------ DATA FOR THE TASK

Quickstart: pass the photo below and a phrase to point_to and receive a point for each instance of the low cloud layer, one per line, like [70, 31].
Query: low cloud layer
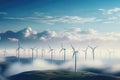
[74, 35]
[105, 67]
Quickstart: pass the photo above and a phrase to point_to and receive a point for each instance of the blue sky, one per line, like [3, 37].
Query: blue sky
[59, 14]
[77, 21]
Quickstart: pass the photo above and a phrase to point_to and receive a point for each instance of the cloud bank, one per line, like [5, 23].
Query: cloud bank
[73, 35]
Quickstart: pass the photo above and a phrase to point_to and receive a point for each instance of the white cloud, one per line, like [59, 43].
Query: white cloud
[13, 39]
[4, 13]
[110, 11]
[61, 19]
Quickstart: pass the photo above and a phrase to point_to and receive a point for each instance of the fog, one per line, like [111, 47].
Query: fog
[104, 67]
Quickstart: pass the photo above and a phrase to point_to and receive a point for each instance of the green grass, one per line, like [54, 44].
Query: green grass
[61, 75]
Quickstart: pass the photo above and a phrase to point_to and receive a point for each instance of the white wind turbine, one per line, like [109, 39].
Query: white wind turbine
[37, 52]
[42, 53]
[110, 53]
[18, 51]
[85, 51]
[64, 51]
[51, 51]
[5, 51]
[75, 52]
[93, 51]
[33, 49]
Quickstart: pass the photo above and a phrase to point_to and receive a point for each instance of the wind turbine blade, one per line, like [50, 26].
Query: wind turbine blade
[60, 50]
[73, 48]
[49, 46]
[61, 45]
[73, 55]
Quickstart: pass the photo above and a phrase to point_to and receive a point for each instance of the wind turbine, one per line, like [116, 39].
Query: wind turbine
[85, 51]
[42, 53]
[18, 51]
[64, 51]
[93, 51]
[110, 53]
[37, 52]
[5, 51]
[75, 52]
[51, 51]
[32, 54]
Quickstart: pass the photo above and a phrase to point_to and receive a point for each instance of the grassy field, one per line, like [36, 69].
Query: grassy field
[61, 75]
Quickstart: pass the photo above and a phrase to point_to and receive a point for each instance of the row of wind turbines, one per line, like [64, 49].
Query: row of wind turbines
[52, 51]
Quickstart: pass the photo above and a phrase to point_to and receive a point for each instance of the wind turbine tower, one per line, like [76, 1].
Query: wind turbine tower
[51, 51]
[32, 54]
[85, 51]
[18, 51]
[93, 51]
[64, 51]
[75, 52]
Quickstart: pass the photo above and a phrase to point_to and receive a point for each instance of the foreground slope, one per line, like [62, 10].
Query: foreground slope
[61, 75]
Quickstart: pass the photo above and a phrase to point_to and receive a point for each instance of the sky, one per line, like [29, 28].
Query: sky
[102, 15]
[83, 21]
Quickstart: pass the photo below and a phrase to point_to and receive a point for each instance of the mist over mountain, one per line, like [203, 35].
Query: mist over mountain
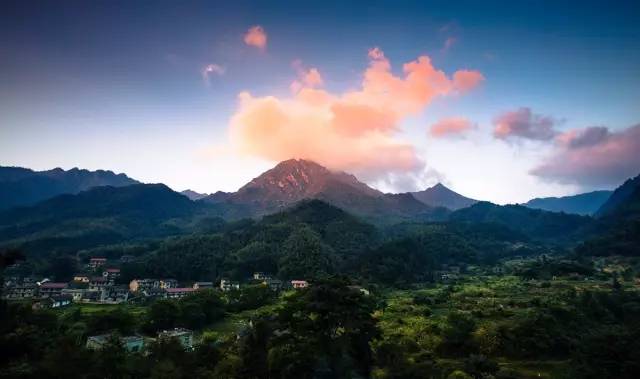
[441, 196]
[582, 204]
[22, 186]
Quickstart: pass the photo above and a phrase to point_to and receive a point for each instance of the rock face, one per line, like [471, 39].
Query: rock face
[441, 196]
[297, 179]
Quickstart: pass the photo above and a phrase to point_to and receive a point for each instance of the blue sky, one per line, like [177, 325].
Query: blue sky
[119, 85]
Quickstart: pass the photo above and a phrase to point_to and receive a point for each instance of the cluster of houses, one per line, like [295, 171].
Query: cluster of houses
[137, 343]
[102, 287]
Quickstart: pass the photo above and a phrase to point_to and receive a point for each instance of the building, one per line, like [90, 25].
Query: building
[76, 293]
[297, 284]
[168, 283]
[130, 343]
[20, 291]
[56, 301]
[202, 285]
[51, 289]
[227, 285]
[111, 274]
[95, 263]
[143, 284]
[260, 276]
[81, 278]
[177, 293]
[273, 284]
[98, 283]
[184, 336]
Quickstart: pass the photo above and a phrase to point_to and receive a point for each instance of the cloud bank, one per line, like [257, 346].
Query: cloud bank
[256, 37]
[524, 124]
[452, 126]
[593, 157]
[355, 130]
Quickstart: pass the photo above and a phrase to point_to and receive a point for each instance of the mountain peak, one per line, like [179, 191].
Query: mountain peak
[440, 195]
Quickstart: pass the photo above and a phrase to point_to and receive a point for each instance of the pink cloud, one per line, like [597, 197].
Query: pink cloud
[450, 126]
[256, 37]
[522, 123]
[355, 130]
[593, 157]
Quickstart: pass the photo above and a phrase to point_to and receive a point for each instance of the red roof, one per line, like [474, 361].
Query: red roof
[53, 285]
[175, 290]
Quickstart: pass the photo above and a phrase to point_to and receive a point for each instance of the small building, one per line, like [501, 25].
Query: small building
[260, 276]
[273, 284]
[168, 283]
[127, 258]
[81, 278]
[111, 274]
[202, 285]
[49, 289]
[75, 293]
[21, 291]
[297, 284]
[227, 285]
[95, 263]
[184, 336]
[98, 283]
[177, 293]
[143, 284]
[130, 343]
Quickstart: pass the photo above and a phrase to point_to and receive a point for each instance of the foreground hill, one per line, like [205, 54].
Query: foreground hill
[294, 180]
[22, 187]
[534, 223]
[582, 204]
[99, 215]
[441, 196]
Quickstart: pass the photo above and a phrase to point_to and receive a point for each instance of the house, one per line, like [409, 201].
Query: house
[143, 284]
[168, 283]
[130, 343]
[177, 293]
[75, 293]
[227, 285]
[184, 336]
[81, 278]
[56, 301]
[202, 285]
[127, 258]
[95, 263]
[111, 274]
[98, 283]
[297, 284]
[51, 289]
[260, 276]
[273, 284]
[21, 291]
[117, 294]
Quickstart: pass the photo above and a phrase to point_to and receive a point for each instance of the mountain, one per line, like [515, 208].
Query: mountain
[534, 223]
[582, 204]
[193, 195]
[441, 196]
[98, 216]
[22, 187]
[619, 196]
[297, 179]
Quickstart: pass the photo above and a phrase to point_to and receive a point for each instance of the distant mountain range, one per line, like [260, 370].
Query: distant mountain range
[22, 187]
[297, 179]
[441, 196]
[582, 204]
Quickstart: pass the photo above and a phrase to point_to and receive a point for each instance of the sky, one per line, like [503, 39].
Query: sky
[500, 101]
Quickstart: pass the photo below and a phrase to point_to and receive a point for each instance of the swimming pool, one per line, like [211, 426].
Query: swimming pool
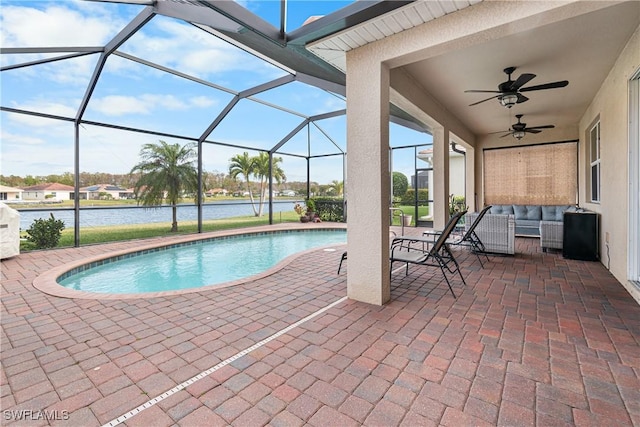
[196, 263]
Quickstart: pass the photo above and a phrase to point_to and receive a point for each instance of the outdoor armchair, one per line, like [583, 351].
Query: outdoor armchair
[421, 251]
[469, 238]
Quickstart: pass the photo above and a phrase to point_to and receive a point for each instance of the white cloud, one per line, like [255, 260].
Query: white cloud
[202, 101]
[57, 24]
[201, 54]
[42, 106]
[11, 139]
[119, 105]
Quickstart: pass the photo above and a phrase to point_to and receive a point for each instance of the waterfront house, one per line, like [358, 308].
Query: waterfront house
[10, 194]
[49, 192]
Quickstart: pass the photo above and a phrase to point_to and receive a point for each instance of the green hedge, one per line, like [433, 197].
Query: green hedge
[409, 197]
[329, 208]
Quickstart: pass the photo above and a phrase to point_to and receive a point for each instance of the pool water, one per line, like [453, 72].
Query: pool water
[204, 263]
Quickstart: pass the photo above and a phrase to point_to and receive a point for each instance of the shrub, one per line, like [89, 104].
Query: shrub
[409, 197]
[329, 208]
[45, 233]
[400, 184]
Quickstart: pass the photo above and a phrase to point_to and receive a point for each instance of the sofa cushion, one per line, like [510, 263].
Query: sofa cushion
[554, 212]
[533, 212]
[501, 209]
[528, 223]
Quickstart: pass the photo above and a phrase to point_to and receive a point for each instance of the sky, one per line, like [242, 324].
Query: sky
[132, 95]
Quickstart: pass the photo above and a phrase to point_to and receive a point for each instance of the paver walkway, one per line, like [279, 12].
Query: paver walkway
[533, 339]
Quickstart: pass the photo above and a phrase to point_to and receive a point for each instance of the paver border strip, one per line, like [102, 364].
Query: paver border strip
[222, 364]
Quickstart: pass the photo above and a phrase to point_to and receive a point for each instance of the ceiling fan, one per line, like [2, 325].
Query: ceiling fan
[519, 130]
[509, 92]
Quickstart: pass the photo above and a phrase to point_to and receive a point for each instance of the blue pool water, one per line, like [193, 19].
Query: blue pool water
[204, 262]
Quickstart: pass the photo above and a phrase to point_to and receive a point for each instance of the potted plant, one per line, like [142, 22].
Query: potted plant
[311, 209]
[301, 210]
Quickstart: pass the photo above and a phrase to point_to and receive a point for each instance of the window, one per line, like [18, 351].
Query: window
[594, 144]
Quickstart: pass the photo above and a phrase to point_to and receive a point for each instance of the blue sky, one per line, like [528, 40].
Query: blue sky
[130, 94]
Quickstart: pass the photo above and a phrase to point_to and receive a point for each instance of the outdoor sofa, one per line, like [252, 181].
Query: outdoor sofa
[503, 222]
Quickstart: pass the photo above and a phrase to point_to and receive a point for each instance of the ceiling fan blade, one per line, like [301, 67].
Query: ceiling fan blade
[542, 127]
[521, 81]
[481, 91]
[552, 85]
[484, 100]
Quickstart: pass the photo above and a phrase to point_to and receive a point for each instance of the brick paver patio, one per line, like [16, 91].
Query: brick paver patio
[534, 339]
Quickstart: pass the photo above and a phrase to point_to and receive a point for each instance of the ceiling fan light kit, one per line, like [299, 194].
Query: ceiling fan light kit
[518, 134]
[508, 100]
[509, 94]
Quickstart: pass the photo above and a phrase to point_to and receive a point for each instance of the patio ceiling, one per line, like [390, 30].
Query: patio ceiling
[580, 49]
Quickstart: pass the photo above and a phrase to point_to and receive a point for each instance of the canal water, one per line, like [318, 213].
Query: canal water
[97, 217]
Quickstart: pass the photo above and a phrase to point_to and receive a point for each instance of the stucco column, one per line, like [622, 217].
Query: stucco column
[440, 177]
[367, 181]
[470, 173]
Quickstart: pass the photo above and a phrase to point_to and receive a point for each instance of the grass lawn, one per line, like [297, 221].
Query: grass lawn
[409, 210]
[92, 235]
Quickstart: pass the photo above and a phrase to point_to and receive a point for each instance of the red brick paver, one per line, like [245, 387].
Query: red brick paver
[534, 339]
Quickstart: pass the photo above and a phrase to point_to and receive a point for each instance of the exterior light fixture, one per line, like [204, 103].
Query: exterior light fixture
[508, 100]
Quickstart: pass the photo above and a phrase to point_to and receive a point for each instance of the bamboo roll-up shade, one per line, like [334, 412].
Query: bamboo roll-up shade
[533, 175]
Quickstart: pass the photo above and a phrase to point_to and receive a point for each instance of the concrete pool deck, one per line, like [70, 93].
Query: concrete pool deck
[534, 339]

------------

- **WHAT IS EXPECTED**:
Exactly as written, repeat the lines of the material above from the first through the line holding "like [109, 39].", with both ends in the copy and no pictures.

- **ANSWER SPACE**:
Quickstart: pass the photo below and a phrase to point_to and receive a point for each instance of the low cloud layer, one per line, like [70, 31].
Query: low cloud layer
[74, 35]
[105, 67]
Quickstart: pass the photo above and a phrase to point_to and receive a point for each instance of the blue sky, one per line, like [3, 37].
Query: blue sky
[59, 14]
[77, 21]
Quickstart: pass the photo above and a phrase to point_to and receive a point for each instance of the cloud bank, one per line, like [5, 23].
Query: cloud bank
[73, 35]
Quickstart: pass the photo above and a phrase to point_to and receive a point for each instance of the white cloud, one per line, like [59, 43].
Query: white cloud
[13, 39]
[4, 13]
[110, 11]
[61, 19]
Quickstart: pass the photo above and a phrase to point_to and receive a point for each instance of the fog, one per line, like [111, 47].
Query: fog
[104, 67]
Quickstart: pass the photo above and a phrase to point_to and receive a point for each instance of the green grass, one per line, like [54, 44].
Query: green grass
[61, 75]
Quickstart: pass the photo above and a phrase to point_to and receive a point for each instance of the white wind turbine, one per line, like [109, 39].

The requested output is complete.